## BEGIN ENTRIES SUPPLIED

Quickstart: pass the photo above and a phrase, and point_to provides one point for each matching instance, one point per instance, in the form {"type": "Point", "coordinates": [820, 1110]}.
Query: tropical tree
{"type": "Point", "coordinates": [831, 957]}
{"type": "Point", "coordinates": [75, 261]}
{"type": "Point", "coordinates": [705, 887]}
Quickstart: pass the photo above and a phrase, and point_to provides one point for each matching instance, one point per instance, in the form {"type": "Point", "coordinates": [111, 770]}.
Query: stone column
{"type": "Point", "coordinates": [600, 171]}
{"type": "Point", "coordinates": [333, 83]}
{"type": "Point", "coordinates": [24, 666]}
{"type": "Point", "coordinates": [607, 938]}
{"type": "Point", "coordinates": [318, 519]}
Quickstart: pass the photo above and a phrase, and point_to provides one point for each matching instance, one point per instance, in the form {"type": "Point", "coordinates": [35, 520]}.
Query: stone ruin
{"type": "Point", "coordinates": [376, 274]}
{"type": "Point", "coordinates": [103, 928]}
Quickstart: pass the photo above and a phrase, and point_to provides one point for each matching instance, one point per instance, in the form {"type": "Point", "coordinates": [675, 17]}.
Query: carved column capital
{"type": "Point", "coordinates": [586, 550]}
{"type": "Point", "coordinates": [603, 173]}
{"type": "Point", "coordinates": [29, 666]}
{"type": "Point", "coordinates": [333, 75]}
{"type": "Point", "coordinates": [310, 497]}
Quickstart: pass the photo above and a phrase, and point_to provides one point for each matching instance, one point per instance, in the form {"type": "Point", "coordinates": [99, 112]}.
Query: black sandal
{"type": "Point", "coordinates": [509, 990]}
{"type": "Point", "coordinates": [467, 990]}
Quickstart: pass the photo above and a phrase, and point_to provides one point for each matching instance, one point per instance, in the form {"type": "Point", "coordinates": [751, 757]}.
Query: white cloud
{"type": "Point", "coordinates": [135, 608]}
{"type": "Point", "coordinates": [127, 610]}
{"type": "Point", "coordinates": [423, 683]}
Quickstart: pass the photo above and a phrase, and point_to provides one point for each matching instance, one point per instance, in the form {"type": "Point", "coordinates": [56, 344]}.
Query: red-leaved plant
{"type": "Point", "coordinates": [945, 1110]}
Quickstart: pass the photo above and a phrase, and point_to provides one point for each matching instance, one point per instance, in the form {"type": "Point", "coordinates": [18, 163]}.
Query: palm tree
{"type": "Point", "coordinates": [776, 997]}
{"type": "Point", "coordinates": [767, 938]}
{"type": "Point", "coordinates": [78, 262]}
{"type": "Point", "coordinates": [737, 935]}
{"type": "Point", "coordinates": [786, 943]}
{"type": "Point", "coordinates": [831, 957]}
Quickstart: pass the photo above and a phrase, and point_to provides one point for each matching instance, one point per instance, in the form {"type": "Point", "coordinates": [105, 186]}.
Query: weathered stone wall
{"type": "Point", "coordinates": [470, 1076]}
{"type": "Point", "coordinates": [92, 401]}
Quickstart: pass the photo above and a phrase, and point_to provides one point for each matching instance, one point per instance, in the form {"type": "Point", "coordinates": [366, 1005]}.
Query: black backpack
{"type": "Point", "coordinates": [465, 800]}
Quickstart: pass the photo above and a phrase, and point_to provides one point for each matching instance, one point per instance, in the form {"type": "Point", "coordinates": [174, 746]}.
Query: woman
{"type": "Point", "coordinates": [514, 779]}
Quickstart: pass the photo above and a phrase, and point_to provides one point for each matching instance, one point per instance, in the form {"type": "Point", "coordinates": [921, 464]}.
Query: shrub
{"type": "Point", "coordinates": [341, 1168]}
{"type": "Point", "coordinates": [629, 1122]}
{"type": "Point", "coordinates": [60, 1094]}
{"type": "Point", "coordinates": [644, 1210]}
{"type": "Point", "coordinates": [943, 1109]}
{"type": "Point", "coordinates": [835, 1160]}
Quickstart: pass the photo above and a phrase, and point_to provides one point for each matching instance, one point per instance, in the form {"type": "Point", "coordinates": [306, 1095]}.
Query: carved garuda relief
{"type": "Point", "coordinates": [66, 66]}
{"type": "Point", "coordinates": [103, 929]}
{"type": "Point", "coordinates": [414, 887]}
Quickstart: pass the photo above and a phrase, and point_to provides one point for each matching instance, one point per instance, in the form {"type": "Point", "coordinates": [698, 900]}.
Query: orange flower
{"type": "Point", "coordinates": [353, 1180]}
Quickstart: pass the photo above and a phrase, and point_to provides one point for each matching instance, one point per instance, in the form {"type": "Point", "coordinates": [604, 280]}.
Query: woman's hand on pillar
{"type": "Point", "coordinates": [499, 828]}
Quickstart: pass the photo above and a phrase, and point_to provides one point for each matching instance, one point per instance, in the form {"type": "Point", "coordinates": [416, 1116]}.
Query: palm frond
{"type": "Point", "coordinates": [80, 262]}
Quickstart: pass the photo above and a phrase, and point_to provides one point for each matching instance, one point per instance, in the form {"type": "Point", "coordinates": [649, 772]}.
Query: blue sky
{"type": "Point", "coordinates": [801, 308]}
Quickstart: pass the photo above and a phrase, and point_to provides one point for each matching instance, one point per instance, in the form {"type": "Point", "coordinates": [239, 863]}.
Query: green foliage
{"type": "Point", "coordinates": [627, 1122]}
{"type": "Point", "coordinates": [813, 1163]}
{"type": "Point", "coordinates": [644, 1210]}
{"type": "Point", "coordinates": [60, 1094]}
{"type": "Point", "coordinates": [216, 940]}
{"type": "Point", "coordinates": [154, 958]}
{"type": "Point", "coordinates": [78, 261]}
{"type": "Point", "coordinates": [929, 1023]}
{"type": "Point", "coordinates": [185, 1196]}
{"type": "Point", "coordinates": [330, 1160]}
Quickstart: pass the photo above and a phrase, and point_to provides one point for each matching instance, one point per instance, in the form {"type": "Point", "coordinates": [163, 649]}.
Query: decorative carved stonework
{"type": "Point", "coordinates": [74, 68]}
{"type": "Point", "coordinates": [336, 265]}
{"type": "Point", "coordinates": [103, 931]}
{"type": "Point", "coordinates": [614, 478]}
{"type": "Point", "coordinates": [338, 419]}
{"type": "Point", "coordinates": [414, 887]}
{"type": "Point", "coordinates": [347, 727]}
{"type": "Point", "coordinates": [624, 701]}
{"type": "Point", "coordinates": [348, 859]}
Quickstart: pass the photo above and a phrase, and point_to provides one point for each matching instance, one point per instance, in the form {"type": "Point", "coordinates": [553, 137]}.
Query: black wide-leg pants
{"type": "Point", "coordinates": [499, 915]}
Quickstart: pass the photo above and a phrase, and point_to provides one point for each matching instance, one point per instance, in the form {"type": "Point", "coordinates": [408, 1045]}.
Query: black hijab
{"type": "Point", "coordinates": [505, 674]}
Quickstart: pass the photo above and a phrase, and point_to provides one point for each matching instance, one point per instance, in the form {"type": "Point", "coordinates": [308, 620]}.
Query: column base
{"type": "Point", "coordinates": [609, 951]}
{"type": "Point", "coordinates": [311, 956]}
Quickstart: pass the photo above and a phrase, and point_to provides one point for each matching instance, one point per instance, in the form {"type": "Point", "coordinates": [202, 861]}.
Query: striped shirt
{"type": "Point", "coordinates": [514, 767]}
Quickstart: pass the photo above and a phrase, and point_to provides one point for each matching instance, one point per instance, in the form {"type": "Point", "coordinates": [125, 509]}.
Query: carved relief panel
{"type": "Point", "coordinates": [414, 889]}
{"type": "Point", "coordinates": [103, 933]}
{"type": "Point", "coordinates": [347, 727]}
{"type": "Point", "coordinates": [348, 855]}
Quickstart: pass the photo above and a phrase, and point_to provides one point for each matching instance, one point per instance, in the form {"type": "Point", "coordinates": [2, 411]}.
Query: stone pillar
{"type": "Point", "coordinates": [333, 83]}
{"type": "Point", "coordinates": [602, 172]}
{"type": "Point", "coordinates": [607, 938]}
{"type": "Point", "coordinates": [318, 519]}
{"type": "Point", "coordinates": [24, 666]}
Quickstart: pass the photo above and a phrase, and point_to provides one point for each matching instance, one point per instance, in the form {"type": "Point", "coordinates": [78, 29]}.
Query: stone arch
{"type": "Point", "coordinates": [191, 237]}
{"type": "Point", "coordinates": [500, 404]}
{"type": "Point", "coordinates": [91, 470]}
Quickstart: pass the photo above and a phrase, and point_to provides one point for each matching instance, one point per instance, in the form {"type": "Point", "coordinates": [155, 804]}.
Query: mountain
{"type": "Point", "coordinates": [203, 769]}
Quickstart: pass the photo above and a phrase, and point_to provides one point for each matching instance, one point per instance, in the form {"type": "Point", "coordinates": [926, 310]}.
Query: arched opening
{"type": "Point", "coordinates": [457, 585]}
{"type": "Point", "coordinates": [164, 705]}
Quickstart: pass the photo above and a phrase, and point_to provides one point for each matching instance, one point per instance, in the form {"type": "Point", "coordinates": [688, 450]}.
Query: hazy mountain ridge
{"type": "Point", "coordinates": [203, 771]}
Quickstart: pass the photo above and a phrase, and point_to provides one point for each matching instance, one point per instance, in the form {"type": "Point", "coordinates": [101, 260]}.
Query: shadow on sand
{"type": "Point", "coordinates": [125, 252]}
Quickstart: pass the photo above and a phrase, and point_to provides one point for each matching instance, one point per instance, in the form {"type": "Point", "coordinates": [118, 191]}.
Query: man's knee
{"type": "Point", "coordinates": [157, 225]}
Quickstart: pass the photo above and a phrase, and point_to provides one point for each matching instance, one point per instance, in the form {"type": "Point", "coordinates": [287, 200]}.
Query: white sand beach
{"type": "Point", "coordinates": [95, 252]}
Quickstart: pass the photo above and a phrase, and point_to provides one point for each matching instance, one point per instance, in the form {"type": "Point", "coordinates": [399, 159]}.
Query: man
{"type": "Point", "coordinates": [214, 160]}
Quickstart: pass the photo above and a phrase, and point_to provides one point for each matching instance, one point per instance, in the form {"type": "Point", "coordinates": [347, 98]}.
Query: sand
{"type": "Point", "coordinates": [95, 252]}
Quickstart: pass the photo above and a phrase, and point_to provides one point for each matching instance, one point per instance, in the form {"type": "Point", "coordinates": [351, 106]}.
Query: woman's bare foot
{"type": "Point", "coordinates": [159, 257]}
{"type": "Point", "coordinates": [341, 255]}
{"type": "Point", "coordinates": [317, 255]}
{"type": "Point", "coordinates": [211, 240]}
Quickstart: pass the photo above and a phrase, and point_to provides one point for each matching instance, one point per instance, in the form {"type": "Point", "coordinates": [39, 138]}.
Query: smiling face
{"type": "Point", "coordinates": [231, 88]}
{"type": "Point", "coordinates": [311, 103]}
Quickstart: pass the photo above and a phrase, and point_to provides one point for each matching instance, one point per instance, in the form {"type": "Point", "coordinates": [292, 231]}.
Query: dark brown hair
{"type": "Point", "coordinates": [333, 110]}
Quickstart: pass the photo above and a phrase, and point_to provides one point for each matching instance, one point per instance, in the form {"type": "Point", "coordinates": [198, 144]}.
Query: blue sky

## END ENTRIES SUPPLIED

Which lines in the material above contain the string "relief"? Copy each of them, and count a match only when the case is the same.

Query: carved garuda relief
Query: carved relief panel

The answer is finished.